━━━ GIVEN ENTRIES ━━━
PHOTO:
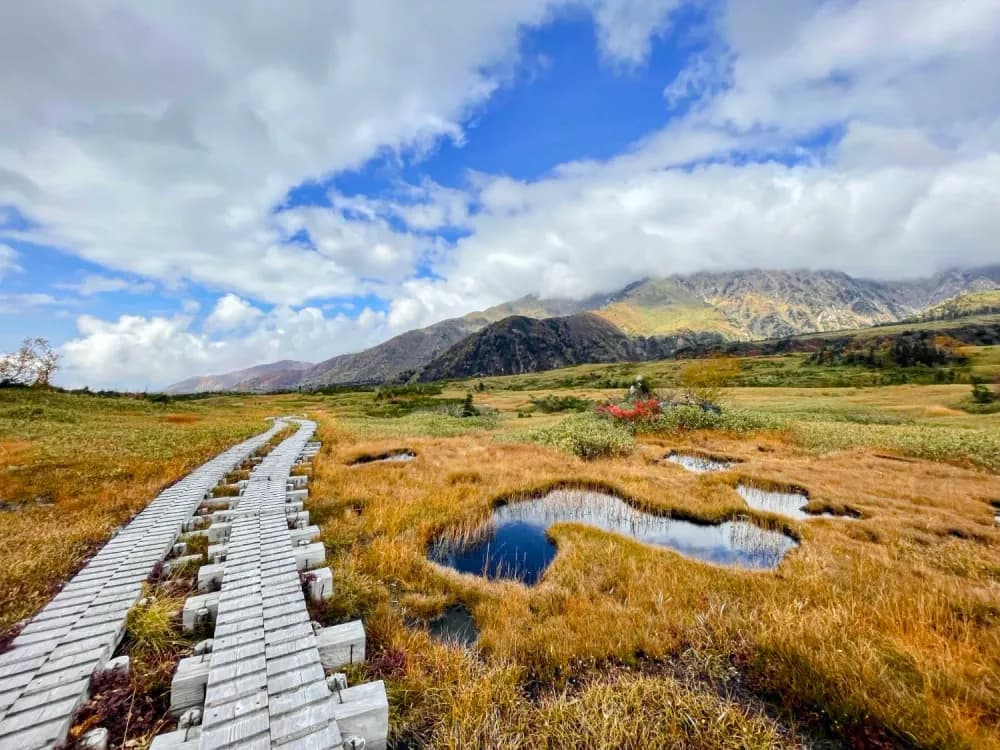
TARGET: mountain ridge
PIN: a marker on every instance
(753, 304)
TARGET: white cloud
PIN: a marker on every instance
(231, 312)
(94, 283)
(138, 352)
(168, 164)
(625, 27)
(8, 260)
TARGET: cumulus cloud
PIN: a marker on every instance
(625, 27)
(230, 313)
(153, 352)
(860, 136)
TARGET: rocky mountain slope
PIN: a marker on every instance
(517, 345)
(738, 305)
(274, 376)
(408, 352)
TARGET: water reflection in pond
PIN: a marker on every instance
(699, 464)
(455, 626)
(513, 543)
(784, 503)
(384, 457)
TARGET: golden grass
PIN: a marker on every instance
(884, 630)
(75, 467)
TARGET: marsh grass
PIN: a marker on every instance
(99, 460)
(882, 631)
(879, 632)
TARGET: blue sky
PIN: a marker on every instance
(188, 189)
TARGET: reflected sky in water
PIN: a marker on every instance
(784, 503)
(698, 464)
(513, 544)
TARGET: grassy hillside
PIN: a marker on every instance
(659, 307)
(974, 303)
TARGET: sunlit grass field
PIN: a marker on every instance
(73, 467)
(884, 631)
(878, 632)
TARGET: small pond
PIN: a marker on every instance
(784, 503)
(383, 457)
(514, 544)
(699, 464)
(454, 626)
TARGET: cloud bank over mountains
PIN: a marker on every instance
(164, 142)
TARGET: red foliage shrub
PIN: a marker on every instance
(637, 411)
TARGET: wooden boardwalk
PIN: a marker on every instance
(45, 674)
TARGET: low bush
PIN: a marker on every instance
(681, 418)
(587, 436)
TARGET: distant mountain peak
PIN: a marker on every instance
(657, 314)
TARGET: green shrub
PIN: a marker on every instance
(587, 436)
(680, 418)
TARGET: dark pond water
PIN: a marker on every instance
(455, 625)
(698, 464)
(396, 456)
(514, 545)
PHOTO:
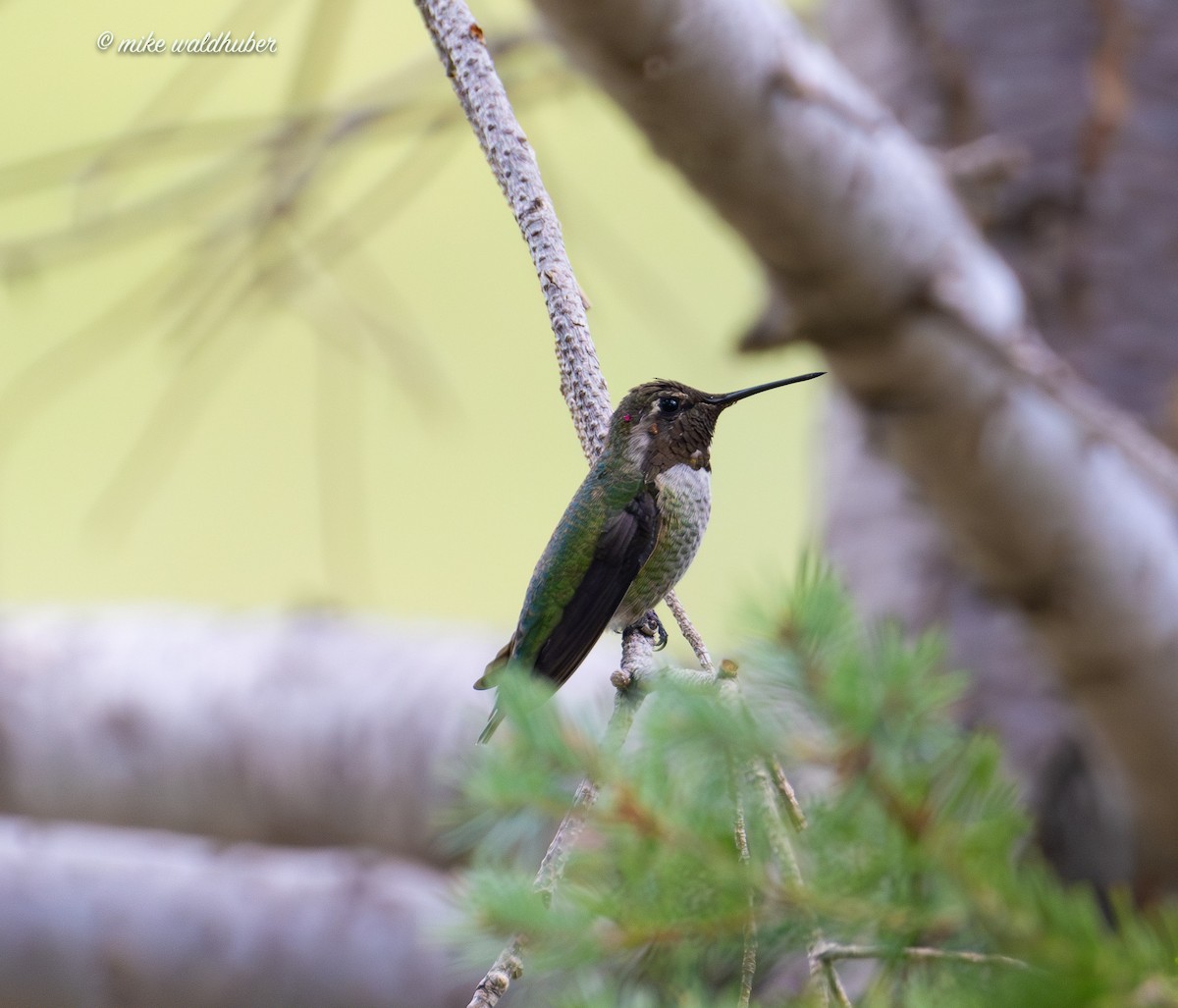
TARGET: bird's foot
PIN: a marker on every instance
(649, 625)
━━━
* [GOAL] Reproduce the lines starting at the one containing "TARGET: reflected sky in water" and ending at the last line above, offsetting every coordinate in the answers by adding 99 to it. Leave the pictures out of your answer.

* [RESULT FOR THIS TASK]
TARGET: reflected sky in water
PIN: a marker on every instance
(883, 602)
(797, 563)
(612, 643)
TARGET: grassy hillside
PIN: a marker on every instance
(758, 406)
(1073, 402)
TARGET: sunlit grass field
PIN: a marker on every instance
(172, 566)
(983, 730)
(977, 731)
TARGET: small pond
PIN: a marker on every instance
(883, 602)
(482, 556)
(613, 643)
(798, 563)
(553, 725)
TARGET: cloud bank over mountains
PIN: a marker on every instance
(263, 241)
TARGET: red foliage shrub
PIN: a marker on every instance
(736, 510)
TARGET: wooden boardwalk
PIN: a marker on every instance
(144, 773)
TARGET: low bush
PIN: a marker on every instance
(780, 517)
(686, 535)
TARGET: distant mountain peak
PIN: a marker on every instance
(756, 413)
TARGET: green shrub
PIN: a marker on every instance
(686, 535)
(779, 517)
TARGET: dark pond water
PIN: a marker on every instance
(554, 724)
(797, 563)
(495, 555)
(613, 644)
PHOTO:
TARGET: bird's foot
PIN: a marker on every instance
(748, 724)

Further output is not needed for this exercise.